Text excerpt:
# Amount of water in diazo bottle



## Whurledpeas4all (Jan 26, 2018)

I have searched here and could not find a direct answer. I was wondering if anybody knew exactly how much water you are supposed to add to the diazo bottle for a quart of xenon quanta dual core emulsion. Both bottle and emulsion bucket just say fill with water. Fill completely? Fill 3/4? Fill 1/2? Does anybody have experience with and want to pass on their knowledge?


----------



## Industryps (Aug 9, 2016)

Not sure about your specific brand, but generally, they say to fill it 3/4 with warm water.


----------



## Whurledpeas4all (Jan 26, 2018)

That was my guess as well from experience with other emulsions. Just first time i got one that just said "fill with water". Usually more specific than that, lol. That is probably what I will go with, just wanted to see if someone knew an actually amount.


----------



## Ripcord (Sep 2, 2006)

It's not necessary to measure. Approximately 3/4 will be fine. If you fill it too full it won't shake up properly. I use bottled distilled water and that solved a lot of problems I used to have with screen defects. Also do NOT inhale the little cloud of powder that comes out when you pour the water in. Man did I learn that the hard way.


----------

Entries provided:
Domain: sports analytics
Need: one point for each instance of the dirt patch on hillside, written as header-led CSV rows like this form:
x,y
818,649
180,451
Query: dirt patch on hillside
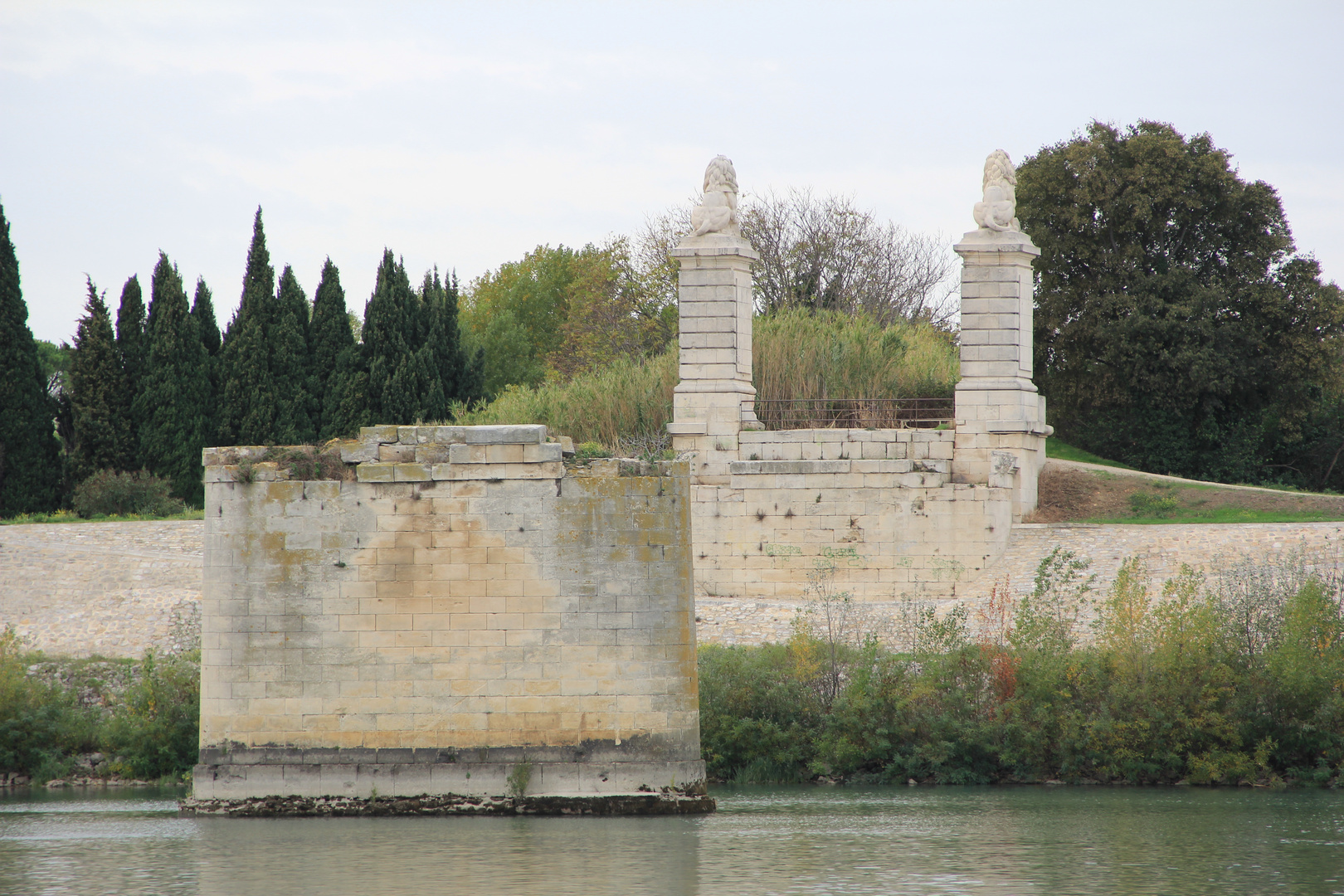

Complete the following:
A) According to the forum thread, what happens if the diazo bottle is filled too full?
B) Return every line of the listing that contains the string "hillside".

Answers to the problems:
A) It won't shake up properly.

B)
Need: one point for each instance of the dirt patch on hillside, written as header-led CSV rows like this form:
Query: dirt patch on hillside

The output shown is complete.